PROBLEM STATEMENT: Could you lay out the items below as a two-column CSV with the columns item_text and answer, one row per item? Put each value in a single quoted field and replace its line breaks with spaces. Include everything from the start of the items down to the line containing "point(42, 143)", with both ends included.

AVAILABLE DATA:
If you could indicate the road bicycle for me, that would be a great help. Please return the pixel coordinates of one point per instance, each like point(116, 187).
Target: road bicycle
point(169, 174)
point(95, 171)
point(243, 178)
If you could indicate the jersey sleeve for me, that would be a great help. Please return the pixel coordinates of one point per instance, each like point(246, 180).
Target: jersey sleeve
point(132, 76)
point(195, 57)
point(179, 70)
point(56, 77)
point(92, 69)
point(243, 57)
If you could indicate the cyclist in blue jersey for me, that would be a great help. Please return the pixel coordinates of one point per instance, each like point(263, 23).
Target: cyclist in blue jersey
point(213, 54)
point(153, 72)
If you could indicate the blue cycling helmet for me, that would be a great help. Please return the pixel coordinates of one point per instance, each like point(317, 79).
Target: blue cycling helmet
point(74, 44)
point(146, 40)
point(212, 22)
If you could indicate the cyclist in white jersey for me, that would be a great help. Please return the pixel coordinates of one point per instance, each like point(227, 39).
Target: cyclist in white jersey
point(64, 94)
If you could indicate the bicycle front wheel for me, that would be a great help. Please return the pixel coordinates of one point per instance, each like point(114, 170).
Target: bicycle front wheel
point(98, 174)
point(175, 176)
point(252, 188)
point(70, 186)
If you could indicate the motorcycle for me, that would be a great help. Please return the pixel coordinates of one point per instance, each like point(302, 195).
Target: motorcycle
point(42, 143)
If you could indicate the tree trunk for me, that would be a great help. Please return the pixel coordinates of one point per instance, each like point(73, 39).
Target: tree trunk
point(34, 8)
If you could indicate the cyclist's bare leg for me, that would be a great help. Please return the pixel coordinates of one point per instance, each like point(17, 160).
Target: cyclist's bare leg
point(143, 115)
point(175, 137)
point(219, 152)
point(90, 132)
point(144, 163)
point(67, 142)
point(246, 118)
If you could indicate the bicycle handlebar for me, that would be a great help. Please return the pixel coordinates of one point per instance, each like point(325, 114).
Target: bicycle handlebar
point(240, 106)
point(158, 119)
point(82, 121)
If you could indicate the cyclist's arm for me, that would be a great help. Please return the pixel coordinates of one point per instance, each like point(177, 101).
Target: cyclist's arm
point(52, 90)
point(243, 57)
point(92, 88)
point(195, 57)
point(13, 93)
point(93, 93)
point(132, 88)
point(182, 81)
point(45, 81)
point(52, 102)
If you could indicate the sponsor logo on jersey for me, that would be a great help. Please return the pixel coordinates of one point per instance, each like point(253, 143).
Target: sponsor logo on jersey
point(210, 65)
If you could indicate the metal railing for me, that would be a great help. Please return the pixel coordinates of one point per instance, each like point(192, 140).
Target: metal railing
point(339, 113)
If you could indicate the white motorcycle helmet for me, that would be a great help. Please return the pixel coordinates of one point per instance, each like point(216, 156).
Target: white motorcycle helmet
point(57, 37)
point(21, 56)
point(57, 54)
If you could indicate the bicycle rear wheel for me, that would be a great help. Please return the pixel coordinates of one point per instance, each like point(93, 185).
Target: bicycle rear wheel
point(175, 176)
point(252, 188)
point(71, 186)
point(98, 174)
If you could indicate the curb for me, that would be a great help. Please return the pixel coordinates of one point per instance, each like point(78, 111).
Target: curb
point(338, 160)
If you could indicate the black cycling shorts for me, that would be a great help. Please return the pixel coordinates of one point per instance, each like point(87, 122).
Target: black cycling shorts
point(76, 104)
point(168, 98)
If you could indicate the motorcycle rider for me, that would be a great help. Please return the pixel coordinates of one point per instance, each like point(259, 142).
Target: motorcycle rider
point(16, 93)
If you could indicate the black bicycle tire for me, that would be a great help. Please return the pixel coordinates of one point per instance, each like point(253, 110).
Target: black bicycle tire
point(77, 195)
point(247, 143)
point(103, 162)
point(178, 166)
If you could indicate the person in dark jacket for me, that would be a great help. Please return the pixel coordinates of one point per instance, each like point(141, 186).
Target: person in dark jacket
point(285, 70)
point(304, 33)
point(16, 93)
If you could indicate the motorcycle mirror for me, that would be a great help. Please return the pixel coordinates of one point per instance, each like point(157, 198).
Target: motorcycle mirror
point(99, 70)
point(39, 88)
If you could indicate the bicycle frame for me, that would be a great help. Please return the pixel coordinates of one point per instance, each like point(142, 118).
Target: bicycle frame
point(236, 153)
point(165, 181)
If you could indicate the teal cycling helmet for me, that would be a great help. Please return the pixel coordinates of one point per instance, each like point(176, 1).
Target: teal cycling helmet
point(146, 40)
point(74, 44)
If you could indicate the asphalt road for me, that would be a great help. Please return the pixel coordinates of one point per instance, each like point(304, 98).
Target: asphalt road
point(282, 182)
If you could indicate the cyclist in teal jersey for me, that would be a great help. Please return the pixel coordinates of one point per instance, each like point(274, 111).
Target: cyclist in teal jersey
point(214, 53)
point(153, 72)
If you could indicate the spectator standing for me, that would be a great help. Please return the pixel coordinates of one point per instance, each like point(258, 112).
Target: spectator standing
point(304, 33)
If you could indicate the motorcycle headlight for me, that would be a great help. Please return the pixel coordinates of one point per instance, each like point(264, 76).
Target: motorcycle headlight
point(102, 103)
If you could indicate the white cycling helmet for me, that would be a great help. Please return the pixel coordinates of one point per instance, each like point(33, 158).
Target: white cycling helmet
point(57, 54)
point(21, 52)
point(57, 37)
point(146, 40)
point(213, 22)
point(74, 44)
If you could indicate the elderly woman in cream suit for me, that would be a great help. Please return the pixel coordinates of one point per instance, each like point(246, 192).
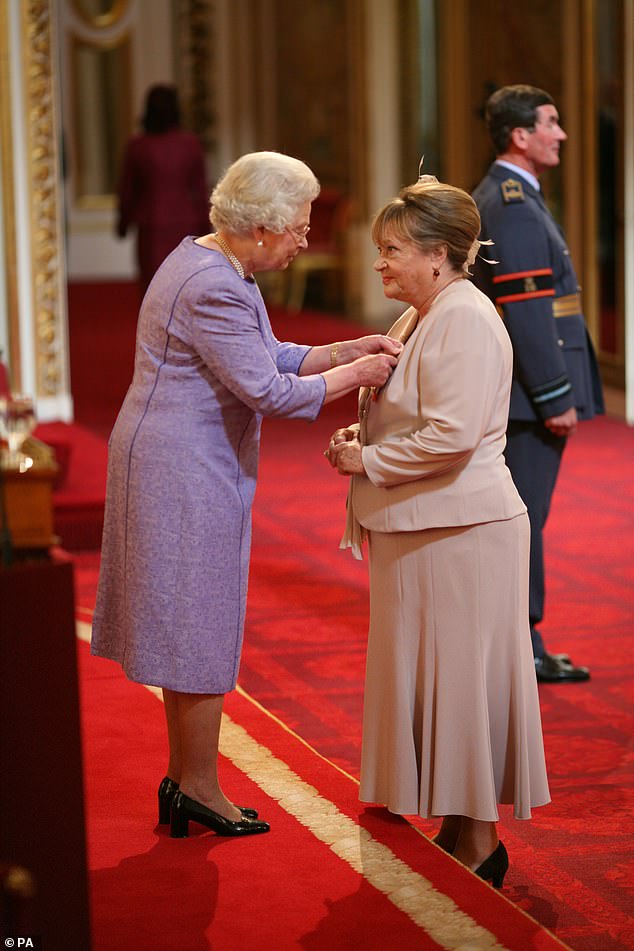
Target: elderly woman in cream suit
point(451, 715)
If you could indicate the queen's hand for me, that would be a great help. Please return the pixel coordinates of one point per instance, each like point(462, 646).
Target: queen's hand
point(346, 458)
point(343, 435)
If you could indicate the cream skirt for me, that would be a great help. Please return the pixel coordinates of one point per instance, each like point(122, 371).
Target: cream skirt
point(451, 720)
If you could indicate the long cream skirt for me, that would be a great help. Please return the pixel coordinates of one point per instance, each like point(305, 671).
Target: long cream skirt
point(451, 721)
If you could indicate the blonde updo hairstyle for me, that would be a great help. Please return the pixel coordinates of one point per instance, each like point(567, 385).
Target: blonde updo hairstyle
point(261, 189)
point(431, 214)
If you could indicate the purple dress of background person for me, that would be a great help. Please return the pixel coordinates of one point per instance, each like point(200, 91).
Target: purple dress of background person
point(182, 470)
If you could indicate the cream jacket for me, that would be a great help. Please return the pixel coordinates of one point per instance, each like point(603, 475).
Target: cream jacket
point(433, 441)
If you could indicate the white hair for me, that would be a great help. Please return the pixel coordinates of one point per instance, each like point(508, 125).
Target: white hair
point(261, 189)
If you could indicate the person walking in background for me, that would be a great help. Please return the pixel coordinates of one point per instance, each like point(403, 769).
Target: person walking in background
point(533, 284)
point(183, 461)
point(451, 721)
point(162, 189)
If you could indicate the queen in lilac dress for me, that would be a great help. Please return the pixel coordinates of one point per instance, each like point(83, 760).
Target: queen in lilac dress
point(183, 460)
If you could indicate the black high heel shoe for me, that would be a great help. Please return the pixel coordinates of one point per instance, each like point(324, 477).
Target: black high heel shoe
point(185, 810)
point(168, 789)
point(443, 847)
point(495, 867)
point(166, 793)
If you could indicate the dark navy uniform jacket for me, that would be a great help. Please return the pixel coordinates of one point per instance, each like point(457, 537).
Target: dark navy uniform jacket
point(554, 362)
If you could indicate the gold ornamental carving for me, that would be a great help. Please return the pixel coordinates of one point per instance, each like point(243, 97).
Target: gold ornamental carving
point(44, 198)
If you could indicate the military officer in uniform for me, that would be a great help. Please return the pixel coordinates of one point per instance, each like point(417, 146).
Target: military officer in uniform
point(534, 286)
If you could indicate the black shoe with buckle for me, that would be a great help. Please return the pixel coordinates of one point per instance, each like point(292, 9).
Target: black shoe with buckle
point(558, 668)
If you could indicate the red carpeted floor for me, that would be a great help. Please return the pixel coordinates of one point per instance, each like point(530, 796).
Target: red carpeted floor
point(572, 866)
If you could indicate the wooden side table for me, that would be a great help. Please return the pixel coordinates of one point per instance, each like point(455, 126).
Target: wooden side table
point(28, 500)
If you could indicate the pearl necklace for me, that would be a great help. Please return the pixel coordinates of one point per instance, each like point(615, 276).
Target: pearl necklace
point(228, 253)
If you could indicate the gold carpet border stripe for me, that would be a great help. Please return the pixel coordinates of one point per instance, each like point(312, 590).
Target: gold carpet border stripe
point(429, 909)
point(296, 736)
point(436, 913)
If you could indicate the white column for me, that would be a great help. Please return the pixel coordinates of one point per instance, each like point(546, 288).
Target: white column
point(382, 156)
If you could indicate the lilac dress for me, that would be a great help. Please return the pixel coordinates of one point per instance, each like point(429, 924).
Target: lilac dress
point(182, 469)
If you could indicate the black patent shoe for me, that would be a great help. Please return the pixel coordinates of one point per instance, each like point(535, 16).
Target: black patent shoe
point(167, 791)
point(186, 810)
point(558, 669)
point(495, 867)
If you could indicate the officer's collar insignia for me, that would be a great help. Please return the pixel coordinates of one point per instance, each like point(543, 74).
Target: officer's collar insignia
point(512, 190)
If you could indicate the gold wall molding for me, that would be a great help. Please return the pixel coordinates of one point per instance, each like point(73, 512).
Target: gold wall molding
point(194, 29)
point(12, 357)
point(43, 164)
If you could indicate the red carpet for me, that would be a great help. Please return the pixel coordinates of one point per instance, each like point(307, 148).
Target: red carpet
point(332, 874)
point(572, 867)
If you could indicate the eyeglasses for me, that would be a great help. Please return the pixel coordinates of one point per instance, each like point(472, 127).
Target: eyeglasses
point(298, 233)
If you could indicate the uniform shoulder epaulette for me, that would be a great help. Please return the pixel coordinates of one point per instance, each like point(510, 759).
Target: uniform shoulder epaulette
point(512, 190)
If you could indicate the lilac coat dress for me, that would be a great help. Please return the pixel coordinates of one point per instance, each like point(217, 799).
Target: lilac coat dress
point(182, 469)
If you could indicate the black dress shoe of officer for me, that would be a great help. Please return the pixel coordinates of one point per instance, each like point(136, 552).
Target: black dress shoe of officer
point(558, 668)
point(495, 867)
point(185, 810)
point(166, 793)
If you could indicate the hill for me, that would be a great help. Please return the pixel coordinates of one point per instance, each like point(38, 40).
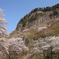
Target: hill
point(39, 17)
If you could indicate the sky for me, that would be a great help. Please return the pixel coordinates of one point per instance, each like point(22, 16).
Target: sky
point(14, 10)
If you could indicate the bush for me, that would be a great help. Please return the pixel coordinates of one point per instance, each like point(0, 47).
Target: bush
point(55, 12)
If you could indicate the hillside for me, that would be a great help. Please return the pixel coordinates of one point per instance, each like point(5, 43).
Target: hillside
point(39, 17)
point(35, 37)
point(39, 23)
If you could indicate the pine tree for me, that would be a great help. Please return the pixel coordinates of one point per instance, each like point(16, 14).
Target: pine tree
point(3, 22)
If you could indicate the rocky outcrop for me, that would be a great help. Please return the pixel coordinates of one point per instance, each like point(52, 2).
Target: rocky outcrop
point(12, 46)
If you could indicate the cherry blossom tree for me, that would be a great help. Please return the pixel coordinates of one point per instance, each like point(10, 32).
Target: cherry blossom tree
point(3, 30)
point(47, 46)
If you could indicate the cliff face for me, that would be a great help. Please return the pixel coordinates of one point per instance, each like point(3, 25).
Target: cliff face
point(39, 17)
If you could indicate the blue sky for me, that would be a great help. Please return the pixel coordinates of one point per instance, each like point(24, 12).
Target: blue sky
point(16, 9)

RESPONSE:
item_text,answer
"If you could indicate the road bicycle for me, that would be a great help. Please return the pixel coordinates of one point per instance, each like point(116, 187). Target: road bicycle","point(169, 174) point(95, 171) point(243, 178)"
"If you could indicate the jersey sleeve for me, that would be a great help. Please return the pixel coordinates of one point per instance, each like point(246, 180). Target: jersey sleeve","point(132, 76) point(195, 57) point(179, 70) point(56, 77) point(92, 69) point(243, 57)"
"If you could indicate the cyclist in blue jersey for me, that would be a great help. Please return the pixel coordinates of one point per instance, each like point(263, 23). Target: cyclist in blue jersey","point(213, 54) point(153, 72)"
"If you could indicate the blue cycling helmet for me, that would be a great help. Please return the pixel coordinates of one point per instance, each like point(317, 79). Target: blue cycling helmet","point(74, 44) point(146, 40) point(212, 22)"
"If you could indicate the cyclist in white jersey for me, that would be a great help. Please return the pixel coordinates of one point per instance, each like point(227, 39). Target: cyclist in white jersey","point(64, 94)"
"If you could indicate the bicycle front wheel for me, that would be a great help. Please return the pixel coordinates of one point per instance, each like point(114, 170). Target: bicycle front wheel","point(98, 174) point(175, 176) point(252, 188) point(70, 186)"
"If you could indicate the motorcycle for me, that would be a great help. Please return the pixel coordinates of one point per instance, each like point(302, 195). Target: motorcycle","point(42, 143)"